→ Records for this task

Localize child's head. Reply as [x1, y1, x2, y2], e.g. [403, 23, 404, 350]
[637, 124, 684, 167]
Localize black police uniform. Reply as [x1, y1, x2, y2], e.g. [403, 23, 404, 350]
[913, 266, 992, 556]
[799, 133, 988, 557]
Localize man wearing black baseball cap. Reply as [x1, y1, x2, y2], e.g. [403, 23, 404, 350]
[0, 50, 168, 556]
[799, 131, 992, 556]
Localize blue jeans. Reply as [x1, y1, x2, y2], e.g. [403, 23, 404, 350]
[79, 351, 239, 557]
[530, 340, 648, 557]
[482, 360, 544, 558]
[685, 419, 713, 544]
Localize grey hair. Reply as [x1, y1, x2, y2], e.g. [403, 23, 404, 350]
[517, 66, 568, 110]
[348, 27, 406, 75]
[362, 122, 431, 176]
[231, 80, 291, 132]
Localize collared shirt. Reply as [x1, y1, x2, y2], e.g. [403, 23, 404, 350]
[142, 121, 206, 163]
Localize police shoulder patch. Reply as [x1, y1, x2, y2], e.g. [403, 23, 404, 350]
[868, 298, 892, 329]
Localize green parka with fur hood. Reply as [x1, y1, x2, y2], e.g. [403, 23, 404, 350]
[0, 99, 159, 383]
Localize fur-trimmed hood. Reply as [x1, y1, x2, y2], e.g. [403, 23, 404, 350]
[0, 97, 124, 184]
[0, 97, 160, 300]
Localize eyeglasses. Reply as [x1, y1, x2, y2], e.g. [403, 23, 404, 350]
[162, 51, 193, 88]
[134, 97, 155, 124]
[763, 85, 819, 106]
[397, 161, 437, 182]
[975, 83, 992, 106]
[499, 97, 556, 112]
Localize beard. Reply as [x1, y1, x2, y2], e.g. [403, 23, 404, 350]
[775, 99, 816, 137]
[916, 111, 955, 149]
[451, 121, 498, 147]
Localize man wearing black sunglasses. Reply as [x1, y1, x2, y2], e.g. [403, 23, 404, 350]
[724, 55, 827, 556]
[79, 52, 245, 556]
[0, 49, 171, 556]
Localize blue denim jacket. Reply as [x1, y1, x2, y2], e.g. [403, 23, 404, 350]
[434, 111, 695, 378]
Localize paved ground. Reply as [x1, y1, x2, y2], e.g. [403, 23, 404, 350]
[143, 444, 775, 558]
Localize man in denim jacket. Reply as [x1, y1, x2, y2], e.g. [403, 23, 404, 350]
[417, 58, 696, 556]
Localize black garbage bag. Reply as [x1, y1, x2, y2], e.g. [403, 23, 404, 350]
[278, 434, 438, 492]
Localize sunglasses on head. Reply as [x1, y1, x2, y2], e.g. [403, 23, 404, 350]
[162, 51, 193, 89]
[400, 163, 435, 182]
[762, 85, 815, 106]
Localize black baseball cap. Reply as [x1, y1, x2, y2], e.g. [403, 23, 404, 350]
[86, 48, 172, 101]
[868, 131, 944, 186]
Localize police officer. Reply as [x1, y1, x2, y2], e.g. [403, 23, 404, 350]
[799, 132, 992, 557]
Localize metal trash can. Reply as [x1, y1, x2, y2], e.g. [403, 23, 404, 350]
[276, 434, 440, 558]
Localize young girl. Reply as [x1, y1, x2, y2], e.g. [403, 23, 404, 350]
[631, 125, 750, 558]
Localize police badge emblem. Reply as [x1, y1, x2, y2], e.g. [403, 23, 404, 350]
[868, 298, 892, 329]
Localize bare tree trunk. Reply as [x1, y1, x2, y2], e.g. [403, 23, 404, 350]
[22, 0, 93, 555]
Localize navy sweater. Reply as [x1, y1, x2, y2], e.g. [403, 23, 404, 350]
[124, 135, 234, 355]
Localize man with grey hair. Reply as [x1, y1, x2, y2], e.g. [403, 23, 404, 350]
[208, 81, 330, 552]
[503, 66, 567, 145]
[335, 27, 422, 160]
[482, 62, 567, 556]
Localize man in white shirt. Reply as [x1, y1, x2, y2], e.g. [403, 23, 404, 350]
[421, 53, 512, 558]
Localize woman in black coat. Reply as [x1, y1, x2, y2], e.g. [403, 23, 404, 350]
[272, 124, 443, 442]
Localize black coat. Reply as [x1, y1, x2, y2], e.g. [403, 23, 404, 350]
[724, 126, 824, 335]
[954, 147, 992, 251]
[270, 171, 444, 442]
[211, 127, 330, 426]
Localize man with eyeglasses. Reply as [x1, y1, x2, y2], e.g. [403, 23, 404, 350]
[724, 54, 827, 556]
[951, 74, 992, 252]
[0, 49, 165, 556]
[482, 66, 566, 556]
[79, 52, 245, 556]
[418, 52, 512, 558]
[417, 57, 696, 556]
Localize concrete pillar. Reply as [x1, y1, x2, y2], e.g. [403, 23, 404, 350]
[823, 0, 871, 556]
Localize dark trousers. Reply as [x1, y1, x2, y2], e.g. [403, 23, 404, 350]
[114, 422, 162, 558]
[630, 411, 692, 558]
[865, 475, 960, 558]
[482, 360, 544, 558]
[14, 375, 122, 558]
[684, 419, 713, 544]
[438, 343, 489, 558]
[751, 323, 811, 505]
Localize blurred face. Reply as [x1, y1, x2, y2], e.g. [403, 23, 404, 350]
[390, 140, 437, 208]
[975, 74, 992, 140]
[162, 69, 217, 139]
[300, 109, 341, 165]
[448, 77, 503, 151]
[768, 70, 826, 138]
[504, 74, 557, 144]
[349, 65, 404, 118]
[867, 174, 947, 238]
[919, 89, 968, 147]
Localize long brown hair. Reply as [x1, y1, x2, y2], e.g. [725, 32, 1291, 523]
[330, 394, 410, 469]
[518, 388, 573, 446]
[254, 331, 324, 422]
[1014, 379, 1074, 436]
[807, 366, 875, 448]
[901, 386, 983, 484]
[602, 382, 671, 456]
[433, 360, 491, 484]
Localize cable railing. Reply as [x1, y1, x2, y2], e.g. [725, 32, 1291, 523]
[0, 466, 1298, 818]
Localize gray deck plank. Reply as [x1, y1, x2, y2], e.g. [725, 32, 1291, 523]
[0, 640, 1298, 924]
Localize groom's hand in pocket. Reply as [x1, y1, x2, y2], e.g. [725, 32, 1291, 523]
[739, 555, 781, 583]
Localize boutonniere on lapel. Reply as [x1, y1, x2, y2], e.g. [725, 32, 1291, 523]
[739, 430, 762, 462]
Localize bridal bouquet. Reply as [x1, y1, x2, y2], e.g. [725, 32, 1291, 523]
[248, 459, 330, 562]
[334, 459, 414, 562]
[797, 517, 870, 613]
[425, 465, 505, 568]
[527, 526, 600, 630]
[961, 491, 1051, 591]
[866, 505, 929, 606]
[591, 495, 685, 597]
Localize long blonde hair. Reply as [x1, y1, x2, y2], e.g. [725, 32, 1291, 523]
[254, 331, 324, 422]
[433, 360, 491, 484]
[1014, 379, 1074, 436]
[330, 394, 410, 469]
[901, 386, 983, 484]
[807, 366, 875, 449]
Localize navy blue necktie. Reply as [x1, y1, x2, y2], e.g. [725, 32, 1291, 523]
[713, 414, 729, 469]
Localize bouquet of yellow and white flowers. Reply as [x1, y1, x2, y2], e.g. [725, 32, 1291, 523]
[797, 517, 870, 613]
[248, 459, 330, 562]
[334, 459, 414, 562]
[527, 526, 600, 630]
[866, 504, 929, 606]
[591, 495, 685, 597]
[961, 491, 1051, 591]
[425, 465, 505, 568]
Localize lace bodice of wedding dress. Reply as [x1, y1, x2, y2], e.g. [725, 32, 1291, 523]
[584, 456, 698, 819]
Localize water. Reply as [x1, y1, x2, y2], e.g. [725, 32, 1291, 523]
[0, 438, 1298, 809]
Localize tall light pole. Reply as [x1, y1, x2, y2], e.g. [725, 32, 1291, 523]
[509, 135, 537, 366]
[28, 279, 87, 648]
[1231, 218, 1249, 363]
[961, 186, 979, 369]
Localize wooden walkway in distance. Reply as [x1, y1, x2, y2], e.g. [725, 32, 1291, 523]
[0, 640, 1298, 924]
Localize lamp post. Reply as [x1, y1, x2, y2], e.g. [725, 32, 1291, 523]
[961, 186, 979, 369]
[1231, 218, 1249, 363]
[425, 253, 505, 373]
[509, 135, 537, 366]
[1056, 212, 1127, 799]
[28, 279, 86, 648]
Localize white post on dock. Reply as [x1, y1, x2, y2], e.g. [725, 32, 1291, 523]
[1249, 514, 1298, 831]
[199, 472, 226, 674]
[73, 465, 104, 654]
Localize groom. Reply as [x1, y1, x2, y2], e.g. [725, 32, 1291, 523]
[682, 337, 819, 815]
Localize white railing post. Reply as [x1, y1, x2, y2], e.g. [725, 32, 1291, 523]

→ Work to complete
Report each line above that contains the word "baseball", copying every such line in full.

→ Correct answer
Localize man wearing black baseball cap. Reply as [x1, y1, x2, y2], e.g. [403, 23, 404, 350]
Localize black baseball cap. Reply as [x1, y1, x2, y2], e.g. [403, 23, 404, 350]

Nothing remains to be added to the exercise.